Stored dataset items:
Content starts
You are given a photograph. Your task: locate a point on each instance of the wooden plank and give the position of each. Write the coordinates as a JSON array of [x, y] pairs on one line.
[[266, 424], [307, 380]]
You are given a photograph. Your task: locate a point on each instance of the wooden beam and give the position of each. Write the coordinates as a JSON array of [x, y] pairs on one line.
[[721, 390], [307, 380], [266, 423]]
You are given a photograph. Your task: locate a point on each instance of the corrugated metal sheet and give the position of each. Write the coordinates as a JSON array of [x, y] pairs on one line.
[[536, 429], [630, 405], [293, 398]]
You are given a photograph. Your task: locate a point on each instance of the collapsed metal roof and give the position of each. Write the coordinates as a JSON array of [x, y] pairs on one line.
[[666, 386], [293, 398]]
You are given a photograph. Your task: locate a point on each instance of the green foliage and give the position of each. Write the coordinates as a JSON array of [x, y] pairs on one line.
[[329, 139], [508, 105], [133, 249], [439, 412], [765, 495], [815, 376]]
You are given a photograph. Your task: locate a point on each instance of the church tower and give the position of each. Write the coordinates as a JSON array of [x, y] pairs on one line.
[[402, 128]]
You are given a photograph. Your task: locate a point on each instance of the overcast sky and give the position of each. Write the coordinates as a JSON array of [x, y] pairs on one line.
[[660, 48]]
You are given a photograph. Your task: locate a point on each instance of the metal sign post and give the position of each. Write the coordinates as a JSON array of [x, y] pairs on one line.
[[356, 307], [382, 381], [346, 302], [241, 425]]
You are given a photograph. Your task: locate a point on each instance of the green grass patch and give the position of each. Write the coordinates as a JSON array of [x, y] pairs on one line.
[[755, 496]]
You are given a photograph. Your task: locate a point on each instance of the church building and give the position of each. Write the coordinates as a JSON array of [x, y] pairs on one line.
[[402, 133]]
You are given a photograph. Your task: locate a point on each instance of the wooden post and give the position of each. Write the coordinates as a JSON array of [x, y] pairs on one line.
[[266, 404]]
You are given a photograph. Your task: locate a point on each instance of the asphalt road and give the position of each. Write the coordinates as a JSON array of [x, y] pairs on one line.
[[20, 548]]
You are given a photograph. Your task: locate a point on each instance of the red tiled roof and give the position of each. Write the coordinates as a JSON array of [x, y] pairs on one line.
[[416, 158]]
Content ends
### TASK STATEMENT
Would you please give all of the entries above once more, exactly as they are?

### ANSWER FOR THE TASK
You are given a photograph. Your task: locate a point on each instance of the wooden plank and give the position of each. Write the coordinates as a JSON array of [x, y] pairs on one line.
[[266, 424], [307, 380]]
You are given a photograph. Your task: locate a point on each instance of the wooden beam and give the position of each. Write the coordinates as a JSON array of [x, y] pairs on one line.
[[721, 390], [307, 380], [266, 423]]
You are given a photograph. Your task: locate a point on each instance of the corrugated metal sheet and give the position of each. Write the coordinates as a JSON array of [x, y] pairs on one line.
[[536, 429], [630, 405], [293, 398]]
You are given a photograph. Your task: locate a point on each instance of the collapsed metal roof and give the position of each. Write the coordinates as a JSON array of [x, y] pairs on one line.
[[666, 386], [293, 398]]
You are given a photograph. Your task: locate a point on each instance of the green foliage and give the position of each. Write the coordinates as a JSON array of [x, y] pairs on one line.
[[329, 139], [508, 105], [133, 249], [439, 412], [765, 495], [815, 376]]
You are given a photograph. Your task: locate a point on each instance of the church tower and give the position of each. Write the coordinates as a JSON array of [x, y] pairs on one line.
[[402, 128]]
You are given a photograph. Your task: locate a point on each instance of the overcast sky and give the position of each. Write the coordinates as a JSON array of [x, y] pairs on one line.
[[660, 48]]
You are given a photograph. Your task: locate a point on each instance of the metal sign post and give the position of each. Write the coordinates as a JSON array of [x, y] pairs on one line.
[[356, 307], [382, 381], [346, 302], [241, 425]]
You are given a photograph. Your task: locate a point on each instance of the green grass patch and give the position of each. Write the coordinates as a JSON array of [x, y] pairs on one line.
[[755, 496]]
You are given a photograph. Your task: locate a point on each instance of the church building and give the position of each. Write the coordinates as a JSON array of [x, y] pairs on one line.
[[402, 133]]
You are given a photograph. Your task: locate a point on each instance of the wooden post and give the position of each. Write the coordinates as a JSON array of [x, y] pairs on one line.
[[266, 404]]
You are given a photograph. Your task: locate a point on each instance of the asphalt road and give the position of each. Write the coordinates as a JSON array of [x, y] pairs on one line.
[[20, 548]]
You are given a photograph. Your task: locate a point on each instance of the red tiled roof and give the position of each. Write the coordinates as a JSON array of [x, y] pairs on one line.
[[416, 158]]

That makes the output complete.